PROBLEM
Swap "black top" for "dark shirt" in the material starting at the line that contains "rapeseed flower field**?" and ending at the end of the material. Give those lines again with everything else left unchanged.

Entries from a dataset
※ ※ ※
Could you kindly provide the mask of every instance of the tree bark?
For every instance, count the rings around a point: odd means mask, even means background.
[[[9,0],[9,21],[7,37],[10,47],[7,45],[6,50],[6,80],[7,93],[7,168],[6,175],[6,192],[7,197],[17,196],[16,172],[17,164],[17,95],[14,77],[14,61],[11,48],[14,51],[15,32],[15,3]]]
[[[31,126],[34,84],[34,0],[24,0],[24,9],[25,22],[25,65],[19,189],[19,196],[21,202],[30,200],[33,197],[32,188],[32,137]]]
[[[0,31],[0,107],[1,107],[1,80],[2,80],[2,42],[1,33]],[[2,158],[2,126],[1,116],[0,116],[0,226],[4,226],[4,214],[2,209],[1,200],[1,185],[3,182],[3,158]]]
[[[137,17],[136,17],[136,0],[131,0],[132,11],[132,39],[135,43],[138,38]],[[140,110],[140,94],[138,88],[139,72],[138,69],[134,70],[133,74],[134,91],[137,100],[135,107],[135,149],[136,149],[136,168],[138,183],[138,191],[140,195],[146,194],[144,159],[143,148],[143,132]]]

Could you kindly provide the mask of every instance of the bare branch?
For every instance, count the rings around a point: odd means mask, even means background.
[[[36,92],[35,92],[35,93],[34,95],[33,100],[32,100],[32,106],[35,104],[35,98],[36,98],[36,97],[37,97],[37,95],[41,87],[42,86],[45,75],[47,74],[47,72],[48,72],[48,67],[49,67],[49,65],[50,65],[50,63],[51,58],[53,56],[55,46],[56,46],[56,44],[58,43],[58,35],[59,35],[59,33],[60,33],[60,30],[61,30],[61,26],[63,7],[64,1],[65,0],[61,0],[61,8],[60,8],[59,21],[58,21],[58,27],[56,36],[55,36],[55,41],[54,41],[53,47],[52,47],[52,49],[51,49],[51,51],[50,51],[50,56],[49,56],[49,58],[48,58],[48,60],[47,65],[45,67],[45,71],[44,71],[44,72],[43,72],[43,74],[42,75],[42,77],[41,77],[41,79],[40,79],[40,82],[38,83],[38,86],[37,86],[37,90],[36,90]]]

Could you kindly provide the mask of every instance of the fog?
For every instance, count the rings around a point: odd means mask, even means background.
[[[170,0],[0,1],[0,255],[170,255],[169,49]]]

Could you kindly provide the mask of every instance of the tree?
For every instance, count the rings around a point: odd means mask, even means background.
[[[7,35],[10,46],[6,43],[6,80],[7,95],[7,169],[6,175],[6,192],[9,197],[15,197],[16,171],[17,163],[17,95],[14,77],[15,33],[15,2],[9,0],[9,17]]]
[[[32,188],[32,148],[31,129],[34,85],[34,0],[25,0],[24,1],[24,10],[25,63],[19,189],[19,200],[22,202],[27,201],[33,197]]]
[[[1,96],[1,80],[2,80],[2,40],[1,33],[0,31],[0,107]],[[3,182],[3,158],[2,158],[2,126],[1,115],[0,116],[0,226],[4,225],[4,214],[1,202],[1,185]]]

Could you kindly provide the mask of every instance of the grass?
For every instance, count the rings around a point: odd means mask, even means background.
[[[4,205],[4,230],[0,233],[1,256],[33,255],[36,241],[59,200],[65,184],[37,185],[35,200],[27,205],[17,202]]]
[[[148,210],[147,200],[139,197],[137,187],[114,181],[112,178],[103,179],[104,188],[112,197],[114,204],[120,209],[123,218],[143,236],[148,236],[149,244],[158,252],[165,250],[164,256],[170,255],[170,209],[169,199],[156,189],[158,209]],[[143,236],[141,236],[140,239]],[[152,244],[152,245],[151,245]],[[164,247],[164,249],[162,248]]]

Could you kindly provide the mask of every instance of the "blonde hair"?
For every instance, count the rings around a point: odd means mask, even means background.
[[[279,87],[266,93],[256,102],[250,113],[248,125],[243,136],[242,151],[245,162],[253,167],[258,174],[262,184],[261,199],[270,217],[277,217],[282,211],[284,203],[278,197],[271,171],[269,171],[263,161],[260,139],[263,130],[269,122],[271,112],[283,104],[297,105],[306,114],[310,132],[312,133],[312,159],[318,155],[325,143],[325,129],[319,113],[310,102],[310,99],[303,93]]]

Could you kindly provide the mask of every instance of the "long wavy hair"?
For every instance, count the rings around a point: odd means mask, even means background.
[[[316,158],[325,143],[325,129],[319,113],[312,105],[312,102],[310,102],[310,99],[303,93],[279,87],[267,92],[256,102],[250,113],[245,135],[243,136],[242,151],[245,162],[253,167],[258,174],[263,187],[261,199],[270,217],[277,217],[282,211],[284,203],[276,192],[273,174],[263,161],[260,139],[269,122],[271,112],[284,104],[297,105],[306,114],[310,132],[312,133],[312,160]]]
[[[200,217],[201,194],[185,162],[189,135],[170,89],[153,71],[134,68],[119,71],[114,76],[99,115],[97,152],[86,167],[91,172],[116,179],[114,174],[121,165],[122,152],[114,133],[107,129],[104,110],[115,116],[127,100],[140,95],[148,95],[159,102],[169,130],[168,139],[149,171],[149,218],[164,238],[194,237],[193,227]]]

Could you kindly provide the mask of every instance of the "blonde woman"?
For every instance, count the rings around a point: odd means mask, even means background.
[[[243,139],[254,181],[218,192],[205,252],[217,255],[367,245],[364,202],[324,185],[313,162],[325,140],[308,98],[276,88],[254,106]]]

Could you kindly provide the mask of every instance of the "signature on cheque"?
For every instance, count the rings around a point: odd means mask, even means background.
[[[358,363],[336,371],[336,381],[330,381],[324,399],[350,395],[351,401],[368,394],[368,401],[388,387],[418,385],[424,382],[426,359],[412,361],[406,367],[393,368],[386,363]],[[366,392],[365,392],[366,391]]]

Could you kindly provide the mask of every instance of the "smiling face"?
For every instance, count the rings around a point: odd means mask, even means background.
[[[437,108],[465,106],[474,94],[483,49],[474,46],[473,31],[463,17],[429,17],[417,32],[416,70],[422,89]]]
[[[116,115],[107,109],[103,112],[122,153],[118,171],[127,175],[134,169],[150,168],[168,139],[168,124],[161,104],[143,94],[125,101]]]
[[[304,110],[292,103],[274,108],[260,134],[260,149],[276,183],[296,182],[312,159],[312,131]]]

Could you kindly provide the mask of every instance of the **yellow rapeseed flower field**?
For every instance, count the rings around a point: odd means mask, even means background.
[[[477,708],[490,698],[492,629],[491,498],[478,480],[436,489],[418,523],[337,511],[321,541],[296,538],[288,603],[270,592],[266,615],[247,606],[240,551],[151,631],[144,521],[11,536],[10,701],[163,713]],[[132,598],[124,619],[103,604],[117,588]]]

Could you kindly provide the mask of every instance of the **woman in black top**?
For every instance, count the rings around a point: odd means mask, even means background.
※ ※ ※
REPLY
Could you kindly provide the mask of every instance of the **yellow rapeseed flower field**?
For every instance, count the rings around a point: odd means mask, even means background.
[[[477,708],[490,698],[492,629],[491,498],[478,480],[436,489],[418,523],[337,511],[321,541],[296,538],[288,603],[270,592],[266,615],[247,606],[240,551],[151,631],[144,521],[11,536],[10,701],[163,713]],[[132,598],[124,619],[103,604],[117,588]]]

Could you kindly provide the mask of every instance of the **woman in dark shirt**?
For every instance, count the rings around a point: odd means mask, even means background.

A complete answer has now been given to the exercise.